§ **Task brief**
How many lines of the data below contain the string "house"? Case matters; reply with the number alone.

_ _ _ _ _ _ _

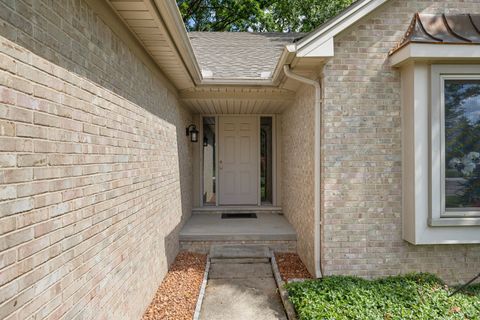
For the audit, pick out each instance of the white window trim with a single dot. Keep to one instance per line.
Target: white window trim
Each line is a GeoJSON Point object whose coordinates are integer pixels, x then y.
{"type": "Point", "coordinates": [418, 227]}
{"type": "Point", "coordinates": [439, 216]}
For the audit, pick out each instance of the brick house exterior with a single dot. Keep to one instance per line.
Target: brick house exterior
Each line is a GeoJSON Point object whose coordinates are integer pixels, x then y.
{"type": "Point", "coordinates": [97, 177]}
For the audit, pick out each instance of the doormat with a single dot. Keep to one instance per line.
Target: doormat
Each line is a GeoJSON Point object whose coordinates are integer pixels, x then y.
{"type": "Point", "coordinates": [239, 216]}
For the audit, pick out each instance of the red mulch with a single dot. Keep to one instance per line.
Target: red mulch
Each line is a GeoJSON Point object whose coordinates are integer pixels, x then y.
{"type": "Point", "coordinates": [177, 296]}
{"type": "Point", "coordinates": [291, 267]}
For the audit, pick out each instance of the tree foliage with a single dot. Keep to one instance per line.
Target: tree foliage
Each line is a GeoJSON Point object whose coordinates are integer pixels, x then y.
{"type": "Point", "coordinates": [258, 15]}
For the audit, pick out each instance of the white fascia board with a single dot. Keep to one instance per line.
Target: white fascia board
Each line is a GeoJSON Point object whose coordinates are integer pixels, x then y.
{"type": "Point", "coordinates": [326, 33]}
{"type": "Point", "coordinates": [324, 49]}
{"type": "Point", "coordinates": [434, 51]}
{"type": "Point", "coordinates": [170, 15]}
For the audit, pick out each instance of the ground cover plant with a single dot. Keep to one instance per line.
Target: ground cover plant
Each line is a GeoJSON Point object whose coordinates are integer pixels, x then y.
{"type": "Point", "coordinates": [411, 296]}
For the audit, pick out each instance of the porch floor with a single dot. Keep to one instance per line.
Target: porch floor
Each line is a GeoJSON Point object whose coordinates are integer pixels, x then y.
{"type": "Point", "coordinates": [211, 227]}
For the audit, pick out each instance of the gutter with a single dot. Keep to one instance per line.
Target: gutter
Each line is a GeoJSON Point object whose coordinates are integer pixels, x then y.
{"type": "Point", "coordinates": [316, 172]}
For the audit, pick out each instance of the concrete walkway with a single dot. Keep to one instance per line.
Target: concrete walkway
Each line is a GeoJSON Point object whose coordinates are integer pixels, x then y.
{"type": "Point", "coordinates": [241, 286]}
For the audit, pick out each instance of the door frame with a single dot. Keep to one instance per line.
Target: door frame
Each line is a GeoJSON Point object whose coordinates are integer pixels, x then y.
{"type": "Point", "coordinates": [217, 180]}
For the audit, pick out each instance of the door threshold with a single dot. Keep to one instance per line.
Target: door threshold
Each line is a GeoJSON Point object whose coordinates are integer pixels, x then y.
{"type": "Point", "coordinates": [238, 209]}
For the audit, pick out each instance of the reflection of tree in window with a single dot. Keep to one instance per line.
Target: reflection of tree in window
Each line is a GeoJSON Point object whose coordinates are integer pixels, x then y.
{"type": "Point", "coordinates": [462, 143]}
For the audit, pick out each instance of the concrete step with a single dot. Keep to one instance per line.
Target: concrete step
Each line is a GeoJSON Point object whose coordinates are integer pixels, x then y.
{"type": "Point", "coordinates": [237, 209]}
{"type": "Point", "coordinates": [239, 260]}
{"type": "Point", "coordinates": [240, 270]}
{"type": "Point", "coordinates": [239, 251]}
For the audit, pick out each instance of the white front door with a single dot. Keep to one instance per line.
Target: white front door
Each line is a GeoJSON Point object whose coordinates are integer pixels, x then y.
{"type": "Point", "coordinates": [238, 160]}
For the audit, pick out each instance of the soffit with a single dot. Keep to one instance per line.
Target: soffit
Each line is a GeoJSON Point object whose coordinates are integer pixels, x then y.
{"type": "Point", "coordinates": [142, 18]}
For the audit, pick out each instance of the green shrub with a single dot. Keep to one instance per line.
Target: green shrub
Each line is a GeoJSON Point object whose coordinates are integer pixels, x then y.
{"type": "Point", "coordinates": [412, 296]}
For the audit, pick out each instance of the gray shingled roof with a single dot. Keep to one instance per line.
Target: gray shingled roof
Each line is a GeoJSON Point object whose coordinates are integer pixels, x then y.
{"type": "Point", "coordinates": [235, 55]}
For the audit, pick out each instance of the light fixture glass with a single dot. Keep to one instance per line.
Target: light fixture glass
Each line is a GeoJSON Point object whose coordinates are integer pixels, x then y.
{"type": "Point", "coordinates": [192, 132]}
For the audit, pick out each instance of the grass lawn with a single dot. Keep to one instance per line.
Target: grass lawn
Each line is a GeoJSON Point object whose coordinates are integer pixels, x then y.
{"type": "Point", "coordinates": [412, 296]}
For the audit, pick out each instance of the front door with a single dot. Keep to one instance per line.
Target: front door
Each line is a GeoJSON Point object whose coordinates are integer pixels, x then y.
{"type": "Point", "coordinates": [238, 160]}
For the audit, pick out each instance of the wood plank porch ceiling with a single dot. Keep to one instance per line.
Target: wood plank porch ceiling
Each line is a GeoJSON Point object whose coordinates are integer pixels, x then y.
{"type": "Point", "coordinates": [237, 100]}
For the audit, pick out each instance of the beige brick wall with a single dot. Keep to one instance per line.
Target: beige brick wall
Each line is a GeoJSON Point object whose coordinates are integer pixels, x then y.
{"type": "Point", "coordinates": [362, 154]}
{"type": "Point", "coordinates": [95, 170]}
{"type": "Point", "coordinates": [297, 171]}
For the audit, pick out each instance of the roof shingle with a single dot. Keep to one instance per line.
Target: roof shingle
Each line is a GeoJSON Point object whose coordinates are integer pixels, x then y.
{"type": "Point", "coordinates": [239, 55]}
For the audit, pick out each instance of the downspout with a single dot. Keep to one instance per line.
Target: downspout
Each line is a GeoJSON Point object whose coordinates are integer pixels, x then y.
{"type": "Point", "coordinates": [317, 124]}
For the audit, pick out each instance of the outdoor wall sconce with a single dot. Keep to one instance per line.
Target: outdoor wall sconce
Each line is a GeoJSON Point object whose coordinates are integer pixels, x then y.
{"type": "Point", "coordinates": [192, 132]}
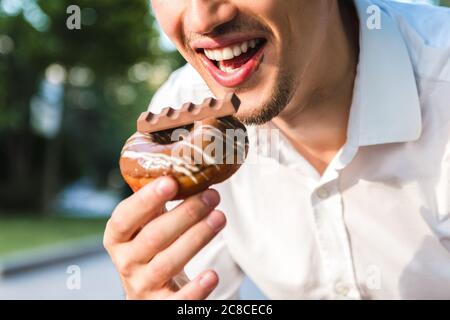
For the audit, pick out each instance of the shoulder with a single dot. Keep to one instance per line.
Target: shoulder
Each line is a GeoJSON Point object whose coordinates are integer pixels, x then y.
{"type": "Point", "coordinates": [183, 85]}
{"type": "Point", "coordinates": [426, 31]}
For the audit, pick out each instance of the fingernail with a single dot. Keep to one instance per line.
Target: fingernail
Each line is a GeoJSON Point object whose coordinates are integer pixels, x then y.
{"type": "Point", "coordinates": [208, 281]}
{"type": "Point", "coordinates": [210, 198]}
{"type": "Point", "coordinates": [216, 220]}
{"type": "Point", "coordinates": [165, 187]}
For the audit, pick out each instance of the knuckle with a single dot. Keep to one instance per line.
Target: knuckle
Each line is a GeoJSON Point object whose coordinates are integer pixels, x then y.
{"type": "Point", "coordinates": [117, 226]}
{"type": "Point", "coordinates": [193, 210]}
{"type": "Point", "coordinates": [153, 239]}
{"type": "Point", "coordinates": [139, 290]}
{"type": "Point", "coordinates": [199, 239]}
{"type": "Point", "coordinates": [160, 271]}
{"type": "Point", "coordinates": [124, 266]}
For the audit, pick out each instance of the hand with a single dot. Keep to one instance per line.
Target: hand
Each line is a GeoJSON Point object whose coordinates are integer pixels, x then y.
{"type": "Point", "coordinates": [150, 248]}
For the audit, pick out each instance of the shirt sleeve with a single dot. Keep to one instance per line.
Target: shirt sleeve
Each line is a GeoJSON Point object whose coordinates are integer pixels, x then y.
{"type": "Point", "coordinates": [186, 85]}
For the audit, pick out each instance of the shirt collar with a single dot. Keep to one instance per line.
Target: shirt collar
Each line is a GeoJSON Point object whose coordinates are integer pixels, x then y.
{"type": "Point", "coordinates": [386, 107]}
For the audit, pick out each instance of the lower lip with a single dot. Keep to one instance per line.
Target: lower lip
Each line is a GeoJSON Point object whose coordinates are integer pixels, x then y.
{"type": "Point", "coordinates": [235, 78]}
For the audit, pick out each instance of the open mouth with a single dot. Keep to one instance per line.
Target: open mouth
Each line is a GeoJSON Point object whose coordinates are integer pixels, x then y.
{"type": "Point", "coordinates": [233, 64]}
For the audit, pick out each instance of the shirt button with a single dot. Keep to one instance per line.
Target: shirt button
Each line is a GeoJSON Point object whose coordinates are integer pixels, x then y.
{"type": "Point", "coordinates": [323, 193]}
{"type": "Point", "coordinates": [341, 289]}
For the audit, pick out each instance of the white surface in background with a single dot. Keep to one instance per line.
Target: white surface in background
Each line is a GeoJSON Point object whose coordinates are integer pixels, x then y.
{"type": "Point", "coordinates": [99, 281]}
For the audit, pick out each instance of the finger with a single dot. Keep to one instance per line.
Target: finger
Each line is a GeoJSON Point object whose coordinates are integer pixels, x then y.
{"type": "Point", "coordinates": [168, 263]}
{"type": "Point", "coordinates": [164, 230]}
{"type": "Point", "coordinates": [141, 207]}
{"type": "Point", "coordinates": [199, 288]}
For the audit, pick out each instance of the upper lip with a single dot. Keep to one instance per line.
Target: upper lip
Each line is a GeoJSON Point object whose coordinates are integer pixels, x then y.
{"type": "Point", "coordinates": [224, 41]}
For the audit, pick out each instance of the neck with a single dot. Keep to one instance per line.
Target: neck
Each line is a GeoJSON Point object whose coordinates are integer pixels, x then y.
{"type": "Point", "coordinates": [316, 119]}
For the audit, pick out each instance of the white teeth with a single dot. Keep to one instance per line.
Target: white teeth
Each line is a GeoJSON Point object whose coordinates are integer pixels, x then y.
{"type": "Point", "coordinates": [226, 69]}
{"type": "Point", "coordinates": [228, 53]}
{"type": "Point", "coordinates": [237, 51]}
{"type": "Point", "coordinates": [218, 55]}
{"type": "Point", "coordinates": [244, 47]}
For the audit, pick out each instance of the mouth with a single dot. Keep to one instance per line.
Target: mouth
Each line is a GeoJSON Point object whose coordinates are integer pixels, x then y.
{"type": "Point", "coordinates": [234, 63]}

_ _ _ _ _ _ _

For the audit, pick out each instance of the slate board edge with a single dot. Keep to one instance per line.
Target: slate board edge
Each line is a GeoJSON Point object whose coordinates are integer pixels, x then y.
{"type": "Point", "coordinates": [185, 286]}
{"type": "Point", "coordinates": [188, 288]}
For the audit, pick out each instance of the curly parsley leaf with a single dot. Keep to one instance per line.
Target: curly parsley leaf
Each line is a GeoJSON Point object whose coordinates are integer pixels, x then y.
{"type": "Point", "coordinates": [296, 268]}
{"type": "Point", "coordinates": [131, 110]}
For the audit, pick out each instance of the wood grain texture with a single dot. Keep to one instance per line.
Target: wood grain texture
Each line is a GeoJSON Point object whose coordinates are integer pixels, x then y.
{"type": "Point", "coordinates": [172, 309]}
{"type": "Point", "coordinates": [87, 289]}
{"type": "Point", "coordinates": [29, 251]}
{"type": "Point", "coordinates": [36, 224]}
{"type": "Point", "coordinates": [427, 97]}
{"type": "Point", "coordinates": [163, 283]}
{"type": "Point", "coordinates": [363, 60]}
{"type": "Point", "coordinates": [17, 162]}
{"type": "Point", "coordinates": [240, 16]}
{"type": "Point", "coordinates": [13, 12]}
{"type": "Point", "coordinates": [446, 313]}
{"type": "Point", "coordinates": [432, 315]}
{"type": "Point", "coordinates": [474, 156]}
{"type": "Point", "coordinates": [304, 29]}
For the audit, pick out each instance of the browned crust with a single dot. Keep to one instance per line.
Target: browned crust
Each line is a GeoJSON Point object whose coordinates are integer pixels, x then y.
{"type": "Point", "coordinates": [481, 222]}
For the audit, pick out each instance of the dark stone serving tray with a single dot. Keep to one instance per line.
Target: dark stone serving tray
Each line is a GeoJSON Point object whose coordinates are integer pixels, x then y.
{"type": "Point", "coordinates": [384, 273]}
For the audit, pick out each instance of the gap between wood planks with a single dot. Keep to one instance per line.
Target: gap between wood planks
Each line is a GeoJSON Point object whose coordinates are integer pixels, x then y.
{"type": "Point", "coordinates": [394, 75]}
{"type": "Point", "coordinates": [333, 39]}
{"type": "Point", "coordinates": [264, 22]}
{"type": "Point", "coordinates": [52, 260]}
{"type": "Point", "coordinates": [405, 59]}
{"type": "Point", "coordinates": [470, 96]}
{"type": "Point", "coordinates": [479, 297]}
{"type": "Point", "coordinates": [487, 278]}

_ _ _ _ _ _ _

§ **Reply to the task**
2